**課題 A**
書評で取り上げられている本は、具体例を何件紹介しているか。
**課題 B**
書評の本文のうち、「しかし、摺りあわせに頼らなく」で始まり「経営者や技術者)の話である。」で終わる部分を、一字も変えずに書き写せ。

**本文抜粋**
☆ ☆ ☆ ☆ ☆ ☆ ☆
書評〜世界が大切にするニッポン工場力

日本のものづくりについては、過去に何回か関連書籍を読んできたが、もっとも最近読んだものがメイド・イン・ジャパンは終わるのか?であった。

ざっくりしたおさらいをすると、半導体や携帯端末などではメイド・イン・ジャパンの力が失われたのだが、それは、会社や経済産業の構造が効率的になっていないという根っこの問題と、ものづくりの国際化(規格化)やIT化によって日本が得意であった摺りあわせ型の技術の価値が下がったことに問題とによるというお話だった。

しかし、摺りあわせに頼らなくても、いかなる製造分野において、他国や他社ではできない競争優位性があれば、それらの問題の影響は小さいはずだ、と思ったのであった。

本書は、そんな具体例を12件取り上げている。産業分野や会社の規模、設立時期などはまちまちだが、いずれも独自性の高い技術を持ち、世界で存在感をあらわしている企業(経営者や技術者)の話である。

1つ1つのお話には、技術者や経営者のこだわりや誇り、使命感や意地などが感じられ、同時に惜しまない努力や自由なひらめきを活かす力からはパワーを得ることができる。それはそれで良い「お話」なのだが、「日本が・・・」と一括りにするものは特に提示されず、実際にはそれぞれの創業者や経営者が自らの信念に基づいた結果でしかないと思い至るのだった。

「日本が・・・」という部分を強いてあげれば、日本にいる消費者や発注者の要求が高く、それによって技術が磨かれていくという様子だろう。高度成長を先に遂げたからこそ持てる要求というのが、社会のあちらこちらにあって、それに地道に応えていく技術や企業が、グローバルにも大切にされるのであると、改めて思う。
☆ ☆ ☆ ☆ ☆ ☆ ☆
**データ抜粋**
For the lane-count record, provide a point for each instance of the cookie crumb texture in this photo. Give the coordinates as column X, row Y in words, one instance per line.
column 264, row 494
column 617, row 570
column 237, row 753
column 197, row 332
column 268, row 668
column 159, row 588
☆ ☆ ☆ ☆ ☆ ☆ ☆
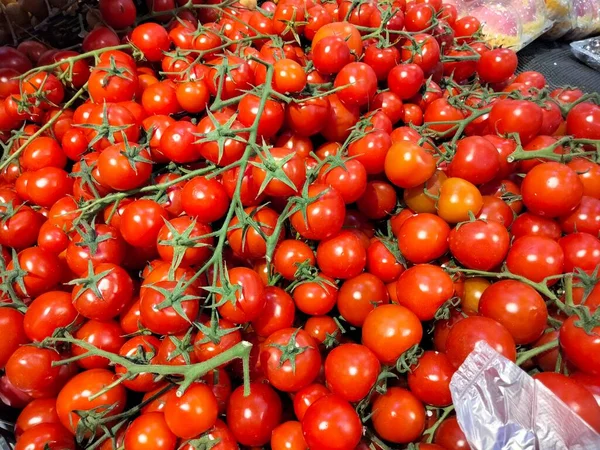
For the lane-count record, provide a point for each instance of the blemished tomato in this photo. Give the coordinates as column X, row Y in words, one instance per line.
☆ ☆ ☆ ☆ ☆ ☆ ☆
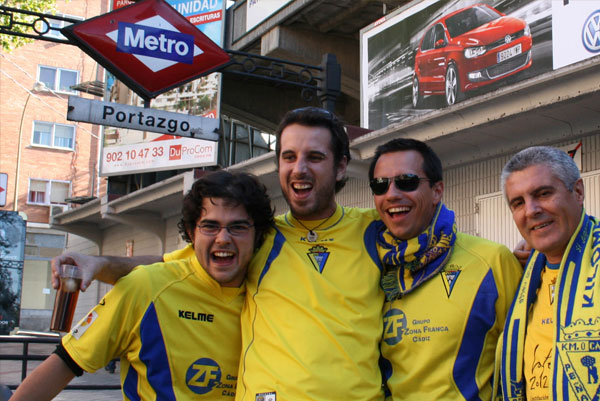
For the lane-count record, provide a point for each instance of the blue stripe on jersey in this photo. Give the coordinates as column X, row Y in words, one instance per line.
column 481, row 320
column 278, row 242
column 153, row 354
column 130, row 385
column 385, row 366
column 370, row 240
☆ ☆ ☆ ☆ ☆ ☆ ☆
**出力結果 A**
12件の具体例を紹介している。

**出力結果 B**
しかし、摺りあわせに頼らなくても、いかなる製造分野において、他国や他社ではできない競争優位性があれば、それらの問題の影響は小さいはずだ、と思ったのであった。

本書は、そんな具体例を12件取り上げている。産業分野や会社の規模、設立時期などはまちまちだが、いずれも独自性の高い技術を持ち、世界で存在感をあらわしている企業(経営者や技術者)の話である。